Since you have no reason to believe your boss has had improper contact with children, you should not subject him to such ferocious repercussions for looking at forbidden pictures.
If this is any guide, here's an early look at next week's ethicist:
I'm a janitor in a large company. When I was cleaning the president's office last week, I noticed the strangled body of a woman who appeared to be a hooker in the boss' closet. Should I call the police? J.M., Arkansas.
No. While strangling hookers is certainly wrong, there are too many questions here. How do you know the woman was a hooker? How do you know it was the boss who strangled her? Perhaps she hanged herself. If you call the police, your boss and your company could face extreme embarrassment and you could lose your job. Your best bet is to clean up the blood and stay out of it.
Actually, that's barely a parody.
--Adam B. Kushner
16 comments
Was it parody, or an ethical question from a Capitol Hill janitor cleaning out the office of Rep Don Sherwood (R-PA)? http://www.tnr.com/doc.mhtml?i=20061002&s=fairbank s100206
- dubyadoubte
December 4, 2006 at 3:18pm
a true pro would have have had the good sense to blame the existence of the kiddie porn on the guy who found it. NYT's owners--T Rowe Price, Fidelity, Morgan Stanley, Vanguard Group, et al.--certainly won't cotton to such shabby performances from Cohen indefinitely. He needs to tighten up his act, or else start getting creative with his CV.
- williamyard
December 4, 2006 at 3:20pm
...to get rid of that dead hooker's body. It's so hard finding good help these days. Adam, why Arkansas?
- mghogwild
December 4, 2006 at 3:29pm
I truly don't know what to say. I've worked with people who prosecutor child pornography offenders, so I come to this issue with a bit more outrage than the average person. This is truly a low for the New York Times, I'm disgusted that I've defended them to conservative friends. As they're now delving into the lower levels of Hell, maybe they could get in on the OJ book?
- NKassotis
December 4, 2006 at 3:29pm
That should have been been "prosecute."
- NKassotis
December 4, 2006 at 3:36pm
In conclusion, Cohen advises: "Your best recourse? Alas, silence." Gee, depending on the president's portfolio, I'd think that blackmail might be an attractive option.
- dubyadoubte
December 4, 2006 at 3:41pm
I don't know Cohen's background, but is there any chance he gave ethical advice to Nixon?
- NKassotis
December 4, 2006 at 3:42pm
is as a comedy writer. He used to write for Letterman. No, really-- that's his qualification to stand as "The Ethicist." I haven't kept up with Cohen's column, but commented on its ludicrous advice some years ago. JTL
- jtlevy@uchica
December 4, 2006 at 4:35pm
it reads like a sitcom script, and Cohen quickly figured out that he knew the accused and had to protect him at all costs.
- lafemina
December 4, 2006 at 5:01pm
Thanks for the link to your piece in Reason. I enjoyed the broader discussion about ethical systems, as well as the more specifica criticisms of Cohen. And I had no idea that his resume was so thin.

# INFORMATION SHOWN
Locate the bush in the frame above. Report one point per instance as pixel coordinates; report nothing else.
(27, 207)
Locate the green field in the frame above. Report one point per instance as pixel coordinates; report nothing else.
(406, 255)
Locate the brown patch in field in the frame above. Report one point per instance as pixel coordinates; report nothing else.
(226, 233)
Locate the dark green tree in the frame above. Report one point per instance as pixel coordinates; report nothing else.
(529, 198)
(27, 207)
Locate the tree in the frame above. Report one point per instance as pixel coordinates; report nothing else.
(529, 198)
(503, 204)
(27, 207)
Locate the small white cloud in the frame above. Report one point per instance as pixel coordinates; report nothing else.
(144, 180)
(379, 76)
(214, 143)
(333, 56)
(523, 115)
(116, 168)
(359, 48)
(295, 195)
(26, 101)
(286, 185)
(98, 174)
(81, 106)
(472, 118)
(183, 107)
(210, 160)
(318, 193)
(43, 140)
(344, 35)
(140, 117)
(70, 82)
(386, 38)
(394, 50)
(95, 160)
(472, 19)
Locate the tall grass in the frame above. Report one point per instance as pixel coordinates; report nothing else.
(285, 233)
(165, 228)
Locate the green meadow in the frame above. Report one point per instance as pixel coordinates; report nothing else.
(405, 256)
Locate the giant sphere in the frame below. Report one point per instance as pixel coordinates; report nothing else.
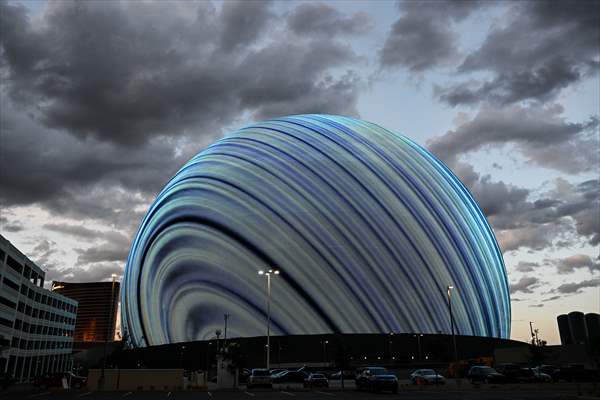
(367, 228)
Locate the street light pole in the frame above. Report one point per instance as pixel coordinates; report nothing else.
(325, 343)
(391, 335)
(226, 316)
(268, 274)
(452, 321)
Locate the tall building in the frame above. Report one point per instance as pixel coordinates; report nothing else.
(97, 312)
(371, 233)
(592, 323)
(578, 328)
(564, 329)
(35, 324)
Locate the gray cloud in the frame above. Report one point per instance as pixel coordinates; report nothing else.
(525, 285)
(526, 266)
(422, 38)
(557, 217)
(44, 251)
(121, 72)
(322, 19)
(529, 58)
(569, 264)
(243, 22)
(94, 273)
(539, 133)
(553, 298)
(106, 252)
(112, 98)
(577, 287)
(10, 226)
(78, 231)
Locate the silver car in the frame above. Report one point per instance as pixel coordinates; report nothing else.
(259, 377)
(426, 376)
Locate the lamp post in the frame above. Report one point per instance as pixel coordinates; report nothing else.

# TASK DETAILS
Render this sentence from the ethics column post in Spanish: "I don't know Cohen's background, but is there any chance he gave ethical advice to Nixon?"

# RESPONSE
No conozco los antecedentes de Cohen, pero ¿existe alguna posibilidad de que le haya dado consejos éticos a Nixon?